What to do - Could you quote the passage on the Lynch murders case word for word, starting at "Davidson wanted a" and ending at "that Hamilton agreed."?

But on one important point Hamilton and Davidson agreed. Hamilton was also convinced that Susie was behind the Lynch murders—“She was the link, the cause, and the motive,” he said later. “She had to be connected. Why would Klenner do it if not for Susie?”—and a week after the shoot-out and bomb blast in North Carolina, he was speaking out to reporters about it. He called Susie “the brains of the outfit.”

“She used Klenner like you would a broom—to sweep things out,” Hamilton declared, going on to say that he planned to take the case before a grand jury.

Davidson had called Hamilton several days earlier to tell him that he planned to continue the investigation and to ask if Hamilton could take the unusual step of taking the case to the grand jury when he had accumulated enough evidence.

Davidson wanted a grand jury declaration not only to assure the public that the murders had been solved and no killers were still at large but also to get a public record of Susie’s guilt, which he hoped to prove. Hamilton concurred. He usually took all homicides to a grand jury, and it made no difference that in this case the suspects could never be brought to trial. A grand jury could make a finding of responsibility and allow a clean closing of the case. But there was another reason that Hamilton agreed.

“PMA,” he later said with a little grin. “It protects my ass.”

Data under study -

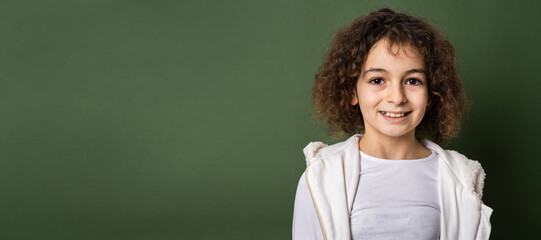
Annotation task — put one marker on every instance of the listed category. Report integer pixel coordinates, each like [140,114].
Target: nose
[396,94]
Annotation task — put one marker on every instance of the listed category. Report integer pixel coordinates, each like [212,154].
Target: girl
[393,76]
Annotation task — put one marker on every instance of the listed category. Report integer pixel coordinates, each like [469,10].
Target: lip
[395,119]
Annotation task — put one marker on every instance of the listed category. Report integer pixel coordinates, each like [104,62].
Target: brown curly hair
[337,77]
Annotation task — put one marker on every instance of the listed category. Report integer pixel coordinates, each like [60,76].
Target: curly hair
[337,77]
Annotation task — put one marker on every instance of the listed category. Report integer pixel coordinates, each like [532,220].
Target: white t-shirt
[395,199]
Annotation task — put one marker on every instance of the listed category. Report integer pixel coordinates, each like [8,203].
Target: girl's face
[392,90]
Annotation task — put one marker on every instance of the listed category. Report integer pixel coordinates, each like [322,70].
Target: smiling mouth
[396,115]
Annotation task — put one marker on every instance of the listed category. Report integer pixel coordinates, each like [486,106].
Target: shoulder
[316,151]
[473,172]
[469,171]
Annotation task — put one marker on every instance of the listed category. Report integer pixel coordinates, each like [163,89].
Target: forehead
[383,54]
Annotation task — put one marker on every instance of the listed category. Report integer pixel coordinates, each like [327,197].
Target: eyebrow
[381,70]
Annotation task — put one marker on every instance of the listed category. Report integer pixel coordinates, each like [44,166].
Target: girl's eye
[376,81]
[414,81]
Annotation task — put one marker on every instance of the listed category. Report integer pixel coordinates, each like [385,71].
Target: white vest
[333,172]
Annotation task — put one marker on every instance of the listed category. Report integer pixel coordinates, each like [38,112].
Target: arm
[305,219]
[483,233]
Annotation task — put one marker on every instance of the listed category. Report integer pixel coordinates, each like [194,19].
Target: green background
[186,120]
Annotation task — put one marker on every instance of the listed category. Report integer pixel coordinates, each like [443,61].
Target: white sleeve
[305,219]
[483,233]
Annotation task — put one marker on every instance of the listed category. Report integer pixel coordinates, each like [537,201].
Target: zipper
[316,205]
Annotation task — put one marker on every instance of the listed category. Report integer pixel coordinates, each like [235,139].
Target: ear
[354,100]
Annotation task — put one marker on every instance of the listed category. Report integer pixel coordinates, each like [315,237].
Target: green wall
[186,120]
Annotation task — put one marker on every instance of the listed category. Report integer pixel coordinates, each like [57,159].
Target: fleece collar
[333,173]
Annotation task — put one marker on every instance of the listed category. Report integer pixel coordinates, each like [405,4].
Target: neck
[403,147]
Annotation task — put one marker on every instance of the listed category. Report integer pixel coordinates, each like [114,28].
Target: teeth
[388,114]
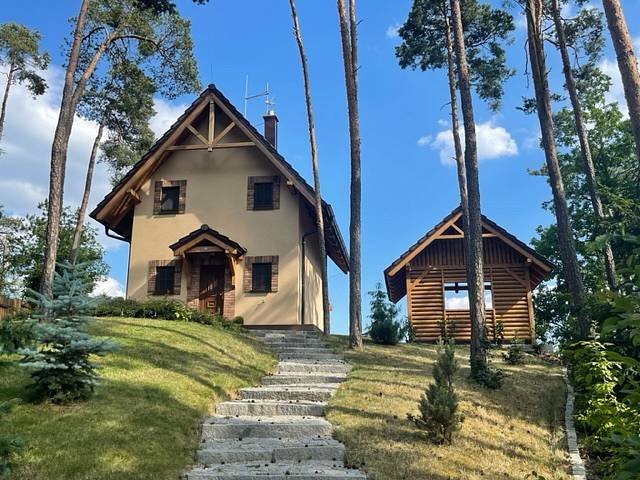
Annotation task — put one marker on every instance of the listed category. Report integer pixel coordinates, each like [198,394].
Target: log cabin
[431,273]
[218,219]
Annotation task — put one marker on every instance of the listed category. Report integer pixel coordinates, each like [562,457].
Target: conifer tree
[61,364]
[439,403]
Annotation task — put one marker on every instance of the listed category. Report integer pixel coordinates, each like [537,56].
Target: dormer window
[170,199]
[263,193]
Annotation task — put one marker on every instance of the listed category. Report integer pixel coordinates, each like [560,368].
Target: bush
[439,404]
[62,371]
[384,328]
[10,446]
[515,352]
[16,332]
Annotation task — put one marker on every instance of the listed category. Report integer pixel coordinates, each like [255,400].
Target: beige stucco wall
[312,278]
[216,195]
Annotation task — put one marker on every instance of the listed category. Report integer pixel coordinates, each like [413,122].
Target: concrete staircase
[277,430]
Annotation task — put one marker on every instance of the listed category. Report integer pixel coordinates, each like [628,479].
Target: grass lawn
[506,434]
[143,421]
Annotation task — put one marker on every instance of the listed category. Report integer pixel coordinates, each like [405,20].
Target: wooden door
[212,288]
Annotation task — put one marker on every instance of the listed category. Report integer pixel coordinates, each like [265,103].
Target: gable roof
[395,274]
[207,233]
[114,211]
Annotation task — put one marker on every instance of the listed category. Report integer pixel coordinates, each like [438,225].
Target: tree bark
[627,63]
[566,241]
[455,126]
[77,234]
[59,155]
[474,266]
[585,148]
[326,308]
[348,37]
[4,99]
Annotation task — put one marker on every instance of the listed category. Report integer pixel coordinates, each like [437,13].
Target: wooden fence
[9,306]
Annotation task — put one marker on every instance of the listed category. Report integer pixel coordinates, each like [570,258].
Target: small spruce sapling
[385,327]
[62,370]
[10,445]
[439,403]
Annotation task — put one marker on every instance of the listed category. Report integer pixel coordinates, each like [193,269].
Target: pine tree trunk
[585,149]
[627,63]
[455,126]
[349,55]
[326,308]
[77,234]
[3,112]
[566,241]
[475,274]
[59,155]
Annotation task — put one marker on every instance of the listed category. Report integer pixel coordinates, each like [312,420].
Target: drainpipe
[304,273]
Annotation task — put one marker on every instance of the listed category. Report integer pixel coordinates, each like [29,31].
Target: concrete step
[264,427]
[216,452]
[304,378]
[299,366]
[279,470]
[270,408]
[289,392]
[303,353]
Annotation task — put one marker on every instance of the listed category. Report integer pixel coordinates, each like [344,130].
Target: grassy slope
[143,421]
[506,434]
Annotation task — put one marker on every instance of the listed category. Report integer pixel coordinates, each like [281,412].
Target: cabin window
[261,277]
[170,199]
[261,274]
[456,296]
[263,193]
[165,280]
[263,196]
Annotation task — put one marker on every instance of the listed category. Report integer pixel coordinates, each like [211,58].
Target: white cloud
[392,31]
[493,142]
[109,287]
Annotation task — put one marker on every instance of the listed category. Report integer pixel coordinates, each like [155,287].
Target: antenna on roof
[248,97]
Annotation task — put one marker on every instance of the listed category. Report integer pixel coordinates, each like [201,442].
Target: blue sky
[408,184]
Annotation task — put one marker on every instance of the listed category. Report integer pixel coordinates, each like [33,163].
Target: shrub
[384,328]
[62,371]
[16,332]
[10,446]
[515,352]
[439,404]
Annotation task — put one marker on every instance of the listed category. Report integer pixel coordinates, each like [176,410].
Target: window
[170,198]
[165,278]
[261,277]
[456,296]
[263,196]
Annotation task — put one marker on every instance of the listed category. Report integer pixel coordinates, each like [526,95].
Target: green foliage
[61,367]
[486,29]
[515,352]
[16,332]
[439,404]
[25,259]
[160,308]
[385,327]
[9,445]
[20,53]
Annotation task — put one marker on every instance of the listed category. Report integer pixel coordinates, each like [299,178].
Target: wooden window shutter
[157,195]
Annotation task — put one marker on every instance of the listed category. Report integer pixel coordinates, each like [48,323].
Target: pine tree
[62,369]
[439,403]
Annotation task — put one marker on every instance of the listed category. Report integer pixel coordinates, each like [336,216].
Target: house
[432,275]
[217,218]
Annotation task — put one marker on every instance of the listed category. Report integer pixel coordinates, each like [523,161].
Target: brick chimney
[271,128]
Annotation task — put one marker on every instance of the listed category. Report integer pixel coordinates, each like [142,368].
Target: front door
[212,288]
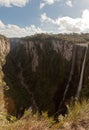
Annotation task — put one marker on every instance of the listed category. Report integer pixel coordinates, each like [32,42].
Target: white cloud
[69,3]
[9,3]
[11,30]
[68,24]
[47,2]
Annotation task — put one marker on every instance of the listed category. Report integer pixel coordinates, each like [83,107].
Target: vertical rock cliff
[4,50]
[43,72]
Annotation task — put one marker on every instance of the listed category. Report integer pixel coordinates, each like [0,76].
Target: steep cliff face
[43,72]
[4,50]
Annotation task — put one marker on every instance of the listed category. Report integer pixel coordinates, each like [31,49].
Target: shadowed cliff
[43,73]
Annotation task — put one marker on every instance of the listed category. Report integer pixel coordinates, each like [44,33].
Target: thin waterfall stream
[71,74]
[81,75]
[21,77]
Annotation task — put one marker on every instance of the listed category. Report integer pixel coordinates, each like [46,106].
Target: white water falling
[82,74]
[21,77]
[71,74]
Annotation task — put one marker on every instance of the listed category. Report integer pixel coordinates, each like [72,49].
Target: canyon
[43,72]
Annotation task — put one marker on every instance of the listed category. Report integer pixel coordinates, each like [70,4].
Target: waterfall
[71,74]
[82,73]
[21,77]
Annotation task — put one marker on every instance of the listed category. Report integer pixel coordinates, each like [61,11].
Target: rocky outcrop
[4,50]
[46,70]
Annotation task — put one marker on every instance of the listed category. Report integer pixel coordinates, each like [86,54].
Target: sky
[20,18]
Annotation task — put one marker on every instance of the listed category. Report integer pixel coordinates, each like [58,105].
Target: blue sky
[20,18]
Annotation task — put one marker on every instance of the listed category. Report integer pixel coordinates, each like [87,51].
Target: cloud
[11,30]
[47,2]
[67,24]
[10,3]
[69,3]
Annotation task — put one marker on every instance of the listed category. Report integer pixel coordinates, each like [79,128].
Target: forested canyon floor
[44,73]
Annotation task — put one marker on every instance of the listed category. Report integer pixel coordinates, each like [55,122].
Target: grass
[78,117]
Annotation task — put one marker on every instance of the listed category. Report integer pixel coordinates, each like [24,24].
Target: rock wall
[4,50]
[45,64]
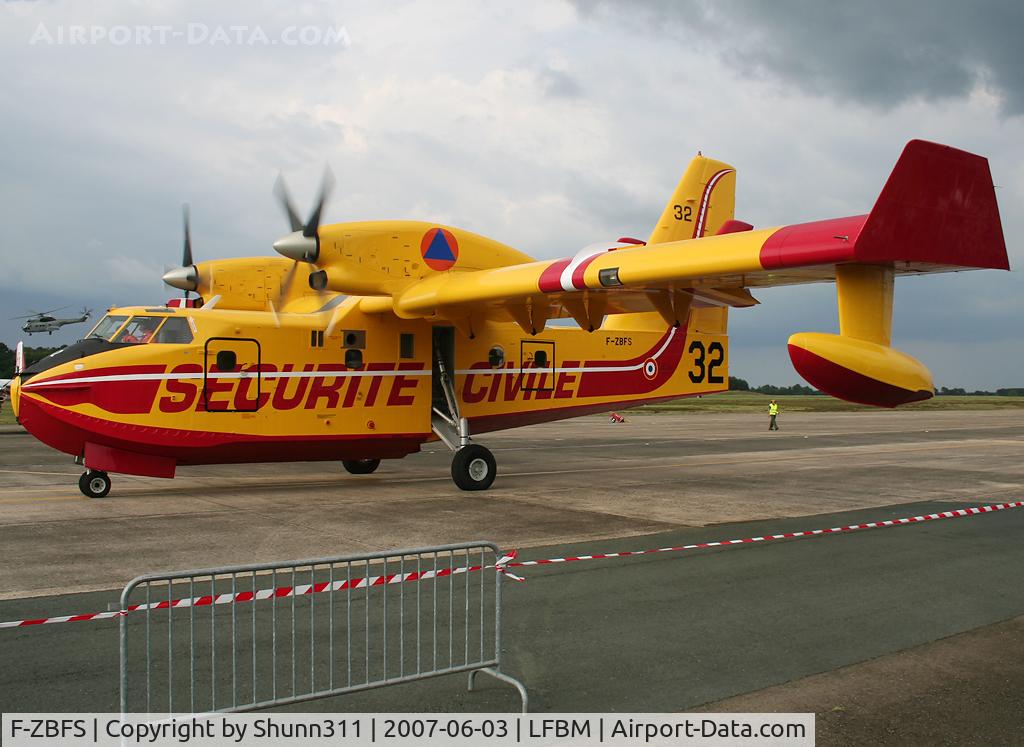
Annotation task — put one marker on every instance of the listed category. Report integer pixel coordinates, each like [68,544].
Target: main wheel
[473,467]
[94,484]
[360,466]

Solution below -
Davidson wanted a grand jury declaration not only to assure the public that the murders had been solved and no killers were still at large but also to get a public record of Susie’s guilt, which he hoped to prove. Hamilton concurred. He usually took all homicides to a grand jury, and it made no difference that in this case the suspects could never be brought to trial. A grand jury could make a finding of responsibility and allow a clean closing of the case. But there was another reason that Hamilton agreed.